Annotation data for picture regions.
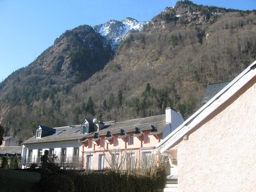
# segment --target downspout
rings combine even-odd
[[[173,159],[173,157],[172,156],[172,154],[169,153],[168,151],[164,151],[162,153],[160,153],[159,151],[153,151],[153,153],[154,153],[154,154],[160,155],[168,156],[169,158],[169,163],[170,163],[170,165],[171,166],[173,167],[174,168],[176,168],[176,169],[178,168],[178,167],[177,165],[175,165],[172,163],[172,159]]]
[[[84,144],[82,143],[82,169],[84,169]]]

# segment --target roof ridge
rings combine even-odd
[[[109,131],[110,130],[115,130],[115,129],[122,129],[123,128],[127,128],[127,127],[135,127],[136,126],[141,126],[141,125],[146,125],[150,124],[153,124],[153,123],[163,123],[163,122],[164,122],[165,121],[156,121],[156,122],[150,122],[150,123],[144,123],[144,124],[137,124],[137,125],[129,125],[129,126],[124,126],[124,127],[118,127],[117,128],[113,128],[113,129],[108,129],[107,131]],[[100,132],[100,131],[106,131],[106,130],[104,130],[104,129],[102,129],[101,130],[99,130],[98,131]]]
[[[150,117],[141,117],[141,118],[138,118],[138,119],[130,119],[130,120],[125,120],[125,121],[118,121],[117,122],[116,122],[116,123],[121,123],[121,122],[124,122],[125,121],[132,121],[134,120],[137,120],[138,119],[145,119],[146,118],[149,118],[149,117],[156,117],[157,116],[161,116],[161,115],[164,115],[165,114],[163,114],[162,115],[155,115],[153,116],[150,116]]]

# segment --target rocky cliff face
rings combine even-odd
[[[166,107],[187,118],[208,84],[232,80],[255,60],[254,13],[185,0],[147,23],[127,18],[67,31],[0,84],[12,107],[6,132],[23,139],[38,124],[93,119],[89,97],[104,120],[156,115]]]
[[[97,32],[107,38],[112,49],[115,51],[120,41],[127,36],[131,32],[140,31],[143,25],[147,23],[128,17],[121,21],[110,20],[103,24],[96,25],[93,28]]]
[[[103,68],[112,55],[107,40],[84,25],[66,31],[35,62],[45,72],[66,78],[83,72],[82,81]]]

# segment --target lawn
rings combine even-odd
[[[37,172],[0,169],[1,191],[27,192],[37,190],[40,179]]]

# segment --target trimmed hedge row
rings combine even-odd
[[[40,183],[42,191],[49,192],[162,191],[165,185],[165,173],[159,169],[150,177],[150,171],[143,175],[135,172],[121,174],[111,171],[45,173],[41,174]]]

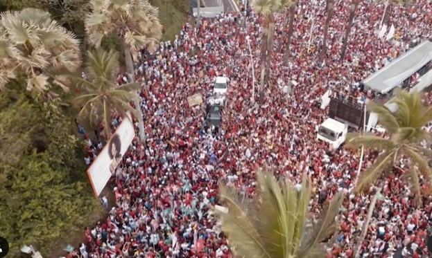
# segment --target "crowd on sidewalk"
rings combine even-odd
[[[188,23],[173,43],[162,42],[153,55],[143,52],[136,71],[142,85],[146,140],[134,140],[110,182],[115,205],[105,221],[86,229],[86,243],[76,255],[231,257],[226,237],[209,209],[217,203],[218,182],[227,180],[253,194],[254,171],[268,165],[277,176],[295,183],[308,173],[316,191],[311,216],[337,191],[347,193],[340,230],[329,246],[329,257],[352,257],[370,196],[349,192],[359,154],[330,149],[316,140],[316,127],[327,112],[320,109],[320,97],[331,89],[368,98],[360,90],[363,79],[406,51],[413,38],[431,36],[432,3],[418,1],[413,9],[395,6],[390,21],[398,36],[386,41],[377,36],[384,5],[361,2],[347,58],[339,62],[350,3],[336,1],[327,55],[324,64],[318,64],[325,3],[315,2],[299,1],[287,65],[283,64],[286,35],[282,28],[286,17],[276,16],[270,82],[261,107],[251,99],[253,78],[260,74],[262,28],[257,15],[250,14],[245,28],[239,14],[202,19],[198,35]],[[310,21],[313,17],[314,23]],[[311,30],[315,50],[308,51]],[[205,97],[216,75],[229,77],[230,85],[222,125],[214,133],[202,109],[190,107],[187,97],[198,93]],[[254,84],[257,91],[259,79]],[[287,85],[289,95],[282,91]],[[257,102],[257,91],[254,95]],[[431,100],[428,95],[425,101]],[[366,151],[363,167],[370,165],[376,155]],[[397,250],[413,257],[429,255],[425,237],[432,222],[432,200],[424,199],[424,208],[415,206],[408,186],[399,180],[403,173],[401,166],[386,181],[362,243],[363,257],[392,257]]]

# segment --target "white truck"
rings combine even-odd
[[[332,118],[327,118],[317,128],[317,139],[328,142],[334,149],[345,141],[348,125]]]

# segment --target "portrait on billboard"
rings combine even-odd
[[[117,167],[117,165],[121,160],[121,142],[119,134],[114,134],[110,140],[108,145],[108,155],[111,159],[110,172],[112,174]]]

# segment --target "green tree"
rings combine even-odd
[[[284,53],[284,62],[287,62],[290,55],[290,46],[291,41],[293,40],[293,34],[294,33],[294,20],[295,19],[295,8],[297,7],[297,1],[293,1],[292,4],[289,6],[288,13],[289,17],[288,19],[288,39],[286,41],[286,45],[285,46],[285,50]],[[286,31],[286,26],[284,28],[282,33],[285,33]]]
[[[322,242],[336,229],[342,193],[333,197],[319,216],[308,218],[312,187],[306,175],[301,187],[262,172],[257,180],[257,196],[252,199],[220,185],[221,201],[228,212],[218,214],[234,252],[250,258],[325,257]]]
[[[122,39],[126,71],[130,82],[135,82],[133,57],[142,48],[155,51],[162,35],[158,9],[144,0],[92,0],[90,3],[93,11],[85,20],[89,42],[98,48],[107,35]],[[135,109],[141,113],[138,100],[135,100]],[[142,116],[137,118],[139,138],[144,140],[144,122]]]
[[[349,33],[351,33],[351,28],[354,23],[354,17],[356,17],[356,11],[360,0],[352,0],[351,3],[351,8],[349,8],[349,17],[348,18],[348,26],[345,28],[345,35],[342,40],[342,53],[340,53],[340,61],[343,61],[345,57],[345,53],[347,51],[347,47],[348,46],[348,39],[349,37]]]
[[[374,164],[358,175],[355,192],[368,190],[377,181],[389,176],[392,169],[398,165],[400,156],[403,155],[408,160],[408,169],[402,179],[410,185],[417,204],[422,205],[421,181],[428,187],[432,183],[432,169],[428,163],[428,160],[432,158],[432,151],[422,145],[422,141],[431,140],[431,135],[422,127],[432,120],[432,107],[424,105],[422,98],[420,92],[410,93],[406,91],[396,91],[394,98],[390,100],[390,103],[397,106],[395,112],[392,112],[383,104],[371,102],[368,104],[368,109],[378,115],[378,122],[386,129],[389,136],[380,137],[372,133],[352,133],[348,136],[345,143],[347,147],[357,149],[363,146],[379,152]],[[381,194],[383,181],[378,183],[378,185],[370,205],[363,230],[354,249],[356,255],[358,255],[360,244],[366,236],[372,210],[378,196]]]
[[[43,256],[100,212],[85,174],[83,141],[58,100],[43,102],[25,79],[0,95],[0,232],[17,257],[23,244]],[[70,237],[70,235],[68,234]]]
[[[21,72],[27,76],[27,90],[45,94],[53,83],[67,91],[66,78],[58,73],[76,71],[80,58],[79,42],[48,12],[0,14],[0,89]]]
[[[79,39],[84,39],[84,17],[90,12],[89,0],[27,0],[26,7],[45,10]]]
[[[261,86],[259,87],[259,102],[264,100],[264,86],[268,84],[273,37],[275,36],[275,12],[284,11],[295,1],[291,0],[253,0],[250,3],[252,9],[261,15],[263,23],[262,43],[261,46]]]
[[[329,35],[329,27],[330,27],[330,21],[333,17],[334,0],[326,0],[325,12],[327,18],[325,19],[325,24],[324,25],[324,35],[322,36],[322,46],[321,46],[321,52],[320,52],[320,59],[318,62],[322,63],[324,57],[327,52],[327,38]]]
[[[116,111],[123,117],[129,111],[137,118],[142,118],[141,113],[130,104],[137,98],[135,92],[140,85],[135,82],[121,86],[114,84],[119,71],[119,53],[100,48],[87,51],[84,66],[85,79],[71,77],[76,86],[83,90],[80,95],[72,100],[72,104],[80,109],[78,118],[89,119],[94,129],[103,123],[107,138],[110,134],[112,115]]]

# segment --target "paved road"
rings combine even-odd
[[[223,4],[225,12],[239,12],[240,8],[237,6],[234,0],[202,0],[205,7],[220,6],[220,3]]]

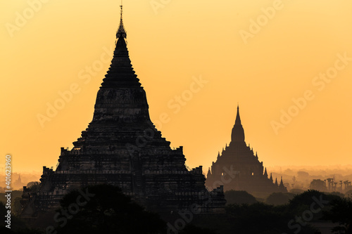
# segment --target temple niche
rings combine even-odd
[[[149,117],[146,92],[136,75],[121,18],[111,64],[98,91],[92,121],[71,149],[61,148],[58,166],[43,167],[38,191],[24,187],[21,216],[36,217],[82,187],[120,187],[147,209],[176,211],[198,204],[223,212],[222,187],[205,187],[202,167],[188,170],[182,147],[172,150]]]
[[[206,186],[208,189],[223,186],[224,190],[245,190],[256,195],[275,192],[287,193],[282,178],[279,184],[268,176],[257,153],[244,141],[244,131],[237,106],[236,121],[231,134],[231,143],[219,152],[216,161],[209,168]]]

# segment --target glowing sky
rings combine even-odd
[[[0,3],[0,155],[12,154],[13,170],[55,166],[92,120],[119,5]],[[351,9],[342,0],[124,1],[152,121],[190,167],[206,170],[230,143],[238,102],[264,166],[352,164]],[[49,116],[48,105],[61,110]]]

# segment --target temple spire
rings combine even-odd
[[[237,103],[237,115],[236,115],[235,124],[241,124],[241,117],[239,117],[239,105]]]
[[[241,124],[241,117],[239,117],[239,106],[237,105],[237,114],[236,115],[236,121],[232,129],[231,134],[232,142],[240,142],[244,143],[244,130]]]
[[[123,26],[122,21],[122,1],[121,1],[121,6],[120,6],[121,8],[120,17],[120,26],[118,27],[118,32],[116,32],[116,39],[119,39],[120,37],[123,38],[127,38],[127,35],[126,34],[126,30],[125,30],[125,27]]]

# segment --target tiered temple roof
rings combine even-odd
[[[231,134],[231,143],[219,153],[216,162],[213,162],[208,171],[206,186],[211,189],[223,186],[225,190],[246,190],[263,194],[273,192],[287,192],[282,178],[279,186],[272,181],[272,175],[268,178],[267,169],[258,160],[258,154],[247,145],[244,131],[237,106],[236,120]]]
[[[39,191],[24,187],[22,216],[36,216],[56,207],[68,192],[99,183],[119,186],[151,209],[197,204],[203,212],[223,212],[222,187],[208,191],[201,166],[189,171],[182,147],[171,149],[150,119],[146,92],[130,59],[122,7],[116,36],[92,121],[73,149],[61,148],[55,171],[44,167]]]

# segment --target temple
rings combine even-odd
[[[43,167],[39,190],[23,188],[22,217],[55,209],[73,190],[101,183],[120,187],[152,210],[197,204],[203,213],[223,212],[222,187],[207,190],[202,167],[187,169],[182,147],[171,149],[151,122],[126,37],[121,6],[115,49],[98,91],[93,119],[71,150],[61,148],[56,170]]]
[[[224,190],[245,190],[256,195],[275,192],[286,193],[282,178],[279,185],[272,176],[268,178],[258,154],[244,141],[244,130],[239,116],[239,108],[231,134],[231,143],[218,154],[208,171],[206,186],[208,189],[223,186]]]

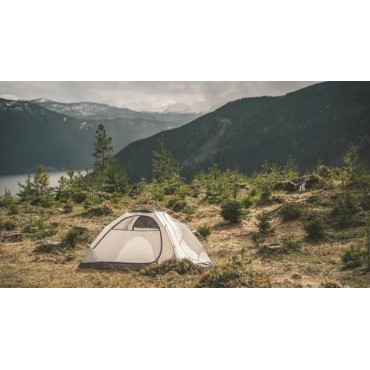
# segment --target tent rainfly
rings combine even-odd
[[[165,212],[126,213],[106,226],[89,247],[80,267],[139,269],[184,258],[212,265],[197,237]]]

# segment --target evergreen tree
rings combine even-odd
[[[18,186],[21,190],[17,195],[23,201],[42,197],[44,195],[50,195],[52,189],[49,185],[50,176],[44,172],[44,168],[42,166],[38,166],[33,179],[31,179],[31,175],[28,175],[24,184],[18,182]]]
[[[94,153],[95,158],[94,169],[97,172],[102,172],[105,169],[107,161],[111,157],[113,151],[112,138],[108,137],[104,125],[100,124],[95,131]]]
[[[159,151],[153,152],[153,180],[159,183],[180,181],[180,166],[167,146],[162,135],[159,139]]]
[[[348,152],[344,156],[344,169],[350,179],[350,181],[355,181],[358,179],[362,169],[362,163],[360,160],[360,155],[356,147],[351,144],[348,148]]]
[[[116,157],[110,158],[104,171],[104,190],[108,193],[126,193],[128,186],[126,171]]]

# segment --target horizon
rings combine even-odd
[[[0,81],[0,98],[106,104],[138,112],[209,113],[231,101],[284,96],[317,81]]]

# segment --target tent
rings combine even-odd
[[[106,226],[89,247],[80,267],[138,269],[183,258],[212,265],[197,237],[165,212],[125,213]]]

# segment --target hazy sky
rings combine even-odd
[[[0,97],[97,102],[134,110],[211,111],[243,97],[283,95],[314,82],[1,82]]]

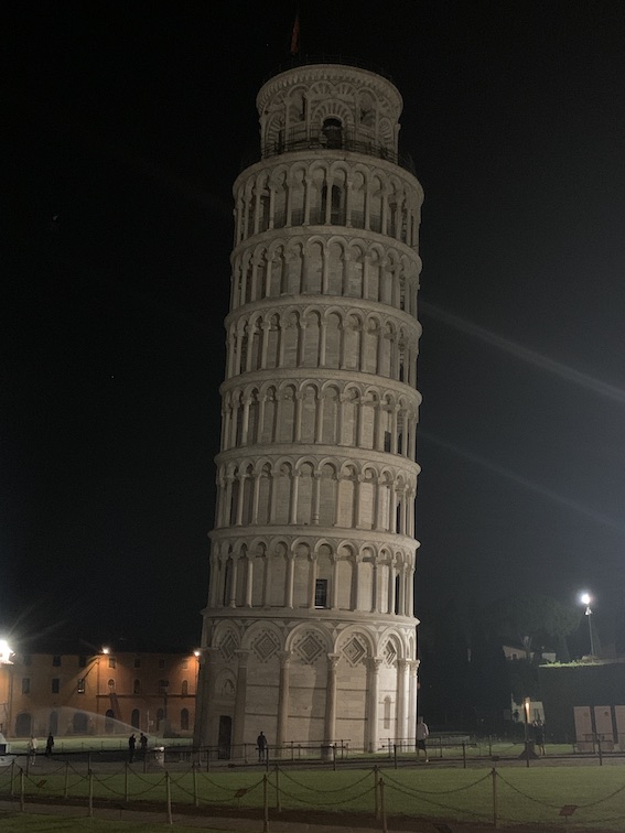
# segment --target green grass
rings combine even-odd
[[[31,813],[0,813],[2,833],[163,833],[166,830],[180,833],[197,833],[197,827],[183,824],[138,824],[126,821],[104,821],[86,816],[68,819]],[[258,829],[258,825],[256,825]],[[224,827],[202,827],[205,833],[224,833]],[[252,830],[252,827],[250,827]]]
[[[380,761],[381,762],[381,761]],[[564,804],[575,804],[571,826],[583,830],[625,829],[625,766],[549,766],[500,767],[496,770],[498,819],[506,823],[553,823],[564,825],[559,815]],[[493,776],[489,767],[440,769],[421,765],[410,769],[381,767],[384,798],[389,814],[427,816],[457,821],[491,823],[493,821]],[[239,809],[263,805],[263,772],[197,771],[170,776],[171,796],[175,804],[193,804],[195,798],[205,811],[212,804]],[[276,771],[268,776],[268,800],[273,815],[277,804]],[[288,770],[279,772],[279,793],[284,810],[320,810],[327,812],[366,813],[375,810],[373,769],[362,770]],[[17,787],[15,787],[17,788]],[[86,799],[88,779],[73,772],[67,781],[68,794]],[[166,780],[164,772],[142,775],[129,771],[94,776],[94,796],[139,809],[141,802],[164,807]],[[35,775],[25,779],[28,794],[60,798],[64,793],[62,774]],[[9,782],[0,778],[0,796],[7,796]],[[174,809],[175,812],[175,809]],[[144,829],[144,827],[143,827]],[[7,829],[2,826],[4,833]],[[51,827],[53,830],[53,827]],[[128,830],[128,827],[123,827]]]

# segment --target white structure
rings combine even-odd
[[[340,64],[257,98],[234,185],[196,742],[414,738],[418,229],[401,96]]]

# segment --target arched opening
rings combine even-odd
[[[33,718],[28,712],[22,712],[15,720],[15,737],[30,737],[32,735]]]
[[[74,720],[72,721],[72,727],[75,735],[86,735],[87,727],[89,725],[89,718],[85,712],[76,712]]]
[[[325,119],[322,128],[326,148],[343,147],[343,125],[338,119]]]

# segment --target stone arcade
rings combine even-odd
[[[385,77],[310,62],[257,98],[234,185],[196,743],[414,738],[421,186]]]

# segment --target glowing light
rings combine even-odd
[[[540,370],[554,374],[561,379],[565,379],[574,385],[580,385],[582,388],[599,393],[602,397],[606,397],[607,399],[612,399],[615,402],[621,402],[622,404],[625,402],[625,391],[621,388],[616,388],[614,385],[607,385],[601,379],[595,379],[593,376],[575,370],[574,367],[569,367],[569,365],[563,365],[561,361],[556,361],[548,356],[530,350],[516,342],[511,342],[509,338],[504,338],[496,333],[492,333],[489,329],[473,324],[473,322],[466,321],[466,318],[462,318],[460,315],[454,315],[454,313],[450,313],[435,304],[422,301],[419,304],[419,310],[431,318],[440,321],[450,327],[454,327],[454,329],[459,329],[461,333],[477,338],[484,344],[489,344],[493,347],[505,350],[511,356],[515,356],[515,358],[518,358],[521,361],[527,361],[527,364],[534,365]]]
[[[9,647],[9,642],[6,639],[0,639],[0,662],[11,662],[13,651]]]

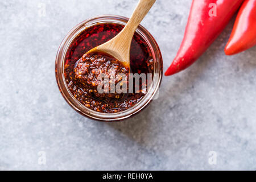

WHAT IS EXPECTED. Please write out, character for character, the lines from the beginning of the records up to and including the line containing "[[[84,144],[82,143],[82,169],[84,169]]]". Leave the pictures out of your answer.

WRITTEN SOLUTION.
# segment --target downspout
rings combine even-odd
[[[173,159],[173,157],[172,156],[172,154],[169,153],[168,151],[164,151],[162,153],[160,153],[159,151],[153,151],[153,153],[154,153],[154,154],[160,155],[168,156],[169,158],[169,163],[170,163],[170,165],[171,166],[173,167],[174,168],[176,168],[176,169],[178,168],[178,167],[177,165],[175,165],[172,163],[172,159]]]
[[[84,144],[82,143],[82,169],[84,169]]]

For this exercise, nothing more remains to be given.